### [TASK]
Look through the lines below and extract any with the word "water".

^^^^^^^^^^^^^^^^

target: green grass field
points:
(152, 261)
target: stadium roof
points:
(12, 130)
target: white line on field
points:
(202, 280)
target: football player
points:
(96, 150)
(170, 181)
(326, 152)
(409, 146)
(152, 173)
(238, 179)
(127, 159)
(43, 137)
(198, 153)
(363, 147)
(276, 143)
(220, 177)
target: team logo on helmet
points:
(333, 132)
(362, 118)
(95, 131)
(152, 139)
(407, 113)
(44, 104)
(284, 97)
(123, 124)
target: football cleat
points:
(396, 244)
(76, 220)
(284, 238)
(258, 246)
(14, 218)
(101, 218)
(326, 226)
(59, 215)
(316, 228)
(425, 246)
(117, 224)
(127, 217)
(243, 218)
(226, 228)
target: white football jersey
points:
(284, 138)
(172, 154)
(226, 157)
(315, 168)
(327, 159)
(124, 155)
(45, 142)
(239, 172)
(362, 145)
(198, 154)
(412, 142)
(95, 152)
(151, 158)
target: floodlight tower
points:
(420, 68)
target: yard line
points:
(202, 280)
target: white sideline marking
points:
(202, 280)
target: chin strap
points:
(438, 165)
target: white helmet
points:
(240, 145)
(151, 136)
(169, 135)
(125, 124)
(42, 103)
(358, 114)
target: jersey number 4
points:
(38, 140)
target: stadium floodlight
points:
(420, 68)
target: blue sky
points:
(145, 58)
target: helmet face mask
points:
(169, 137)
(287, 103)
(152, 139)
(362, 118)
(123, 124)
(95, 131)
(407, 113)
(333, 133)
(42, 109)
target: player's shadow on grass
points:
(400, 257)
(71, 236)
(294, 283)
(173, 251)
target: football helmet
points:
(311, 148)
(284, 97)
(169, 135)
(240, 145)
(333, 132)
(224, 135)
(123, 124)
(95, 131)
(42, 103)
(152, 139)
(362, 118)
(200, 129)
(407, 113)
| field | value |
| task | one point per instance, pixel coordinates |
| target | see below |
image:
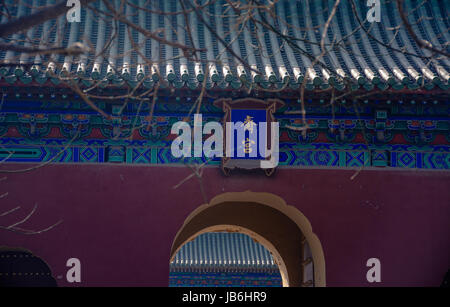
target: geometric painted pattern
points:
(308, 155)
(224, 279)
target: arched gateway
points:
(265, 217)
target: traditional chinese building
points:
(364, 176)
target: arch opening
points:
(223, 259)
(266, 218)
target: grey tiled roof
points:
(362, 61)
(218, 249)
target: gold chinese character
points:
(248, 145)
(248, 124)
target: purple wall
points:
(120, 221)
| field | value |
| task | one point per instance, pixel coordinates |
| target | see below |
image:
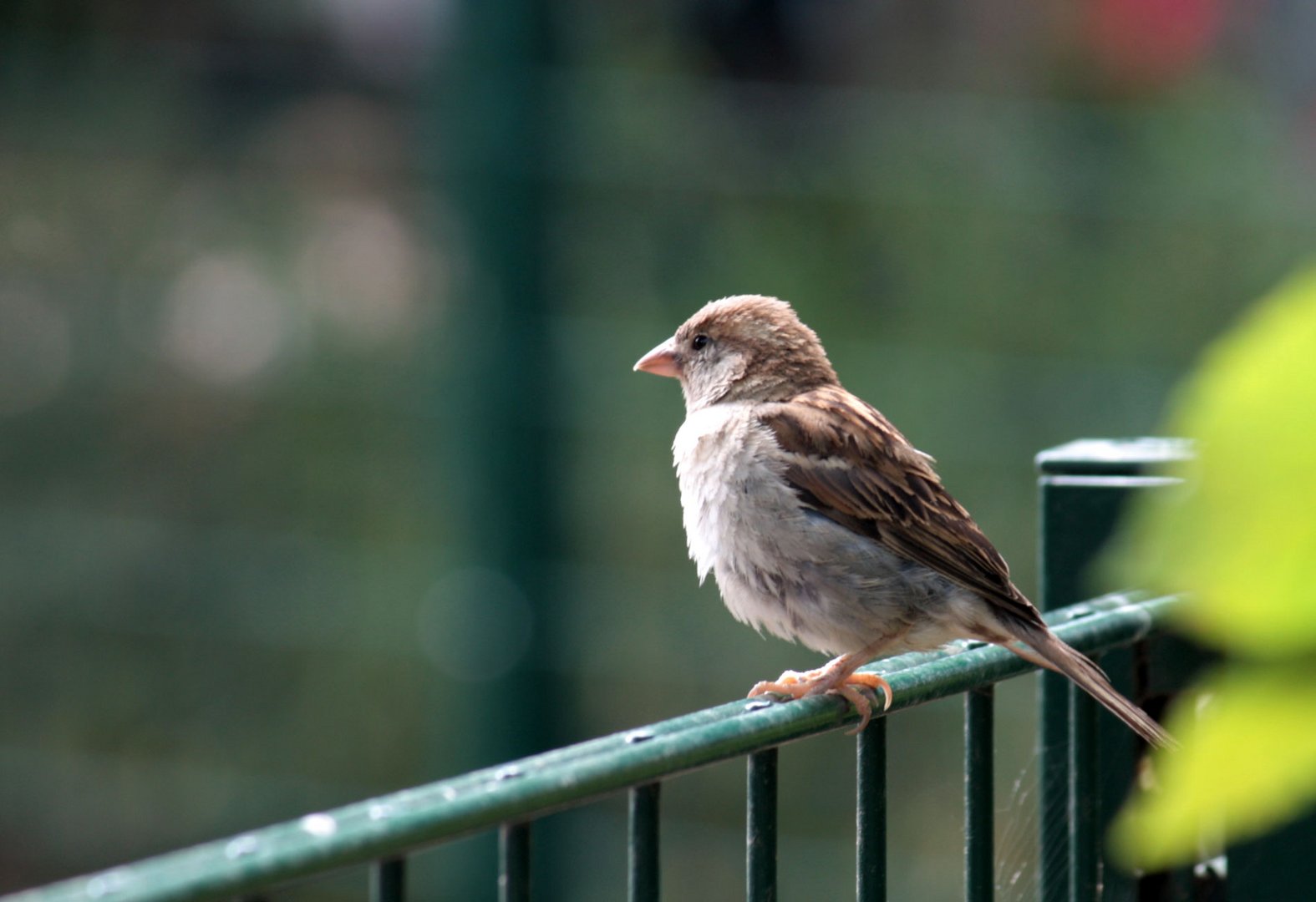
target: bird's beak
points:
(659, 362)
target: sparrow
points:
(823, 524)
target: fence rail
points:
(510, 797)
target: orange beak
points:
(659, 362)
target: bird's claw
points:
(794, 684)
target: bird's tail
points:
(1089, 676)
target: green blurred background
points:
(324, 469)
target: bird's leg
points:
(837, 677)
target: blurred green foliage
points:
(236, 497)
(1242, 540)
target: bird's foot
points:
(836, 682)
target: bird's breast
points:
(732, 494)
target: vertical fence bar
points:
(643, 879)
(870, 813)
(761, 828)
(1084, 489)
(979, 796)
(514, 863)
(1084, 792)
(387, 880)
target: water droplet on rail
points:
(240, 846)
(318, 824)
(105, 884)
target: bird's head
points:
(745, 347)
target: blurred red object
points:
(1151, 41)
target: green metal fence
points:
(510, 798)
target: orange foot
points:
(837, 679)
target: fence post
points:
(1084, 488)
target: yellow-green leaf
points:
(1247, 763)
(1242, 538)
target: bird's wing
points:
(849, 463)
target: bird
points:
(823, 524)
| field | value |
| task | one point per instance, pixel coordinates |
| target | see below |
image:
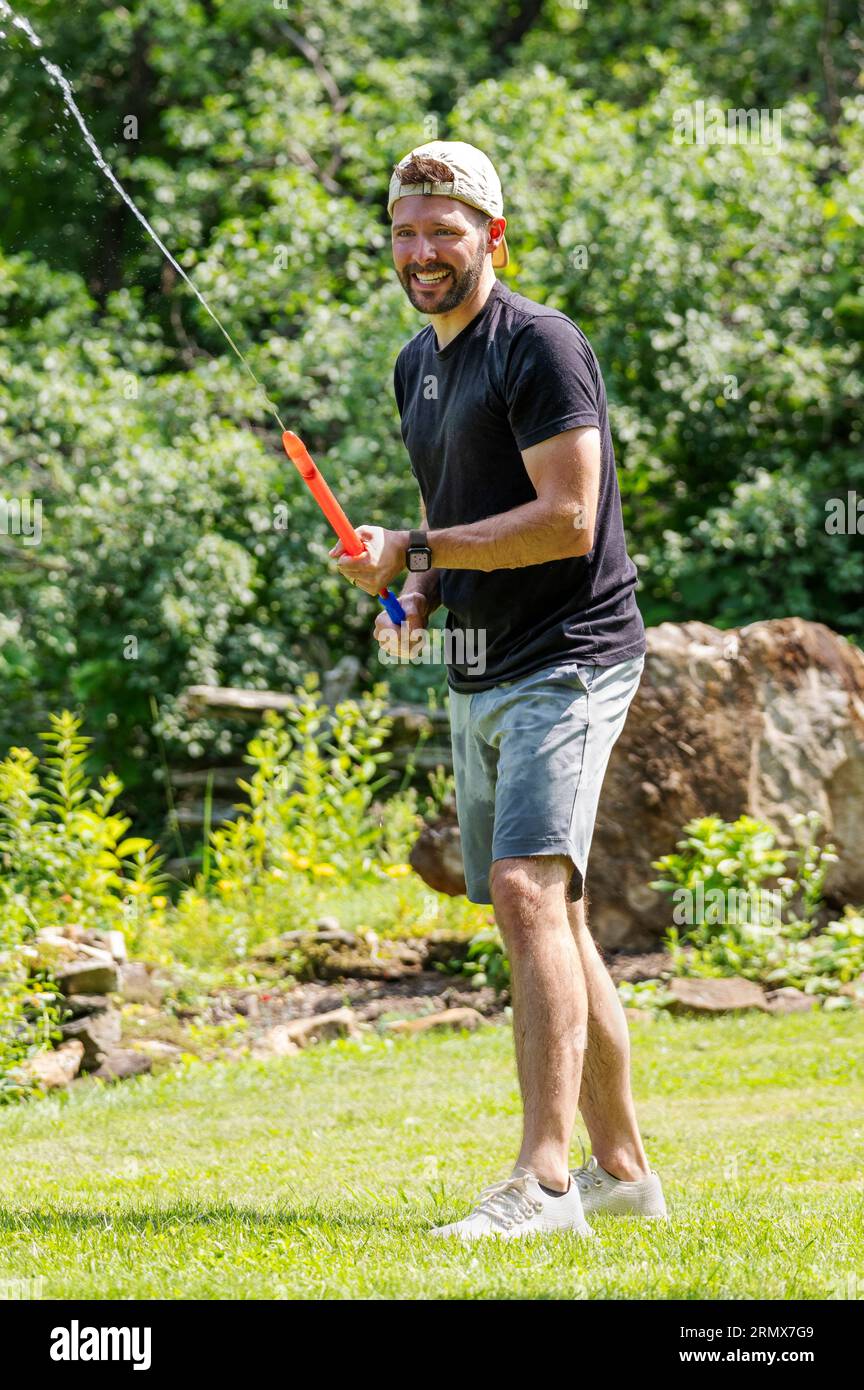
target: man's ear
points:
(496, 230)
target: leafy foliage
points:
(718, 284)
(753, 909)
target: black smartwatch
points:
(418, 555)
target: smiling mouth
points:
(429, 280)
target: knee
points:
(516, 894)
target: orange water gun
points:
(310, 473)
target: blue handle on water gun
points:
(393, 606)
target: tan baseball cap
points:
(474, 182)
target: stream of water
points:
(65, 91)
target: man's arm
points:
(559, 524)
(556, 526)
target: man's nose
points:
(425, 250)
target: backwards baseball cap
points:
(474, 181)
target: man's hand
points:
(381, 562)
(396, 641)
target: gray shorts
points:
(529, 758)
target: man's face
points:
(438, 250)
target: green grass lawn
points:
(317, 1176)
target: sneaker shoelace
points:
(586, 1175)
(509, 1201)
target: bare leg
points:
(606, 1098)
(549, 1007)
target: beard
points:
(459, 288)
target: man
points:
(503, 414)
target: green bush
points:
(314, 836)
(746, 906)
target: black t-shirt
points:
(517, 374)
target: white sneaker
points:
(603, 1193)
(520, 1207)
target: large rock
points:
(766, 720)
(120, 1064)
(57, 1068)
(93, 975)
(429, 1022)
(729, 995)
(99, 1033)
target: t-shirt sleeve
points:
(549, 381)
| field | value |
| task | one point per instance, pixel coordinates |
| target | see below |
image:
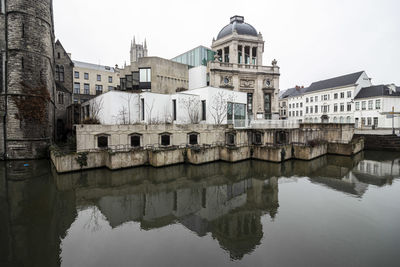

^^^^^^^^^^^^^^^^

### [ANSWER SPACE]
target: water droplet on rail
target: orange water gun
target: blue handle on water gun
target: stream of water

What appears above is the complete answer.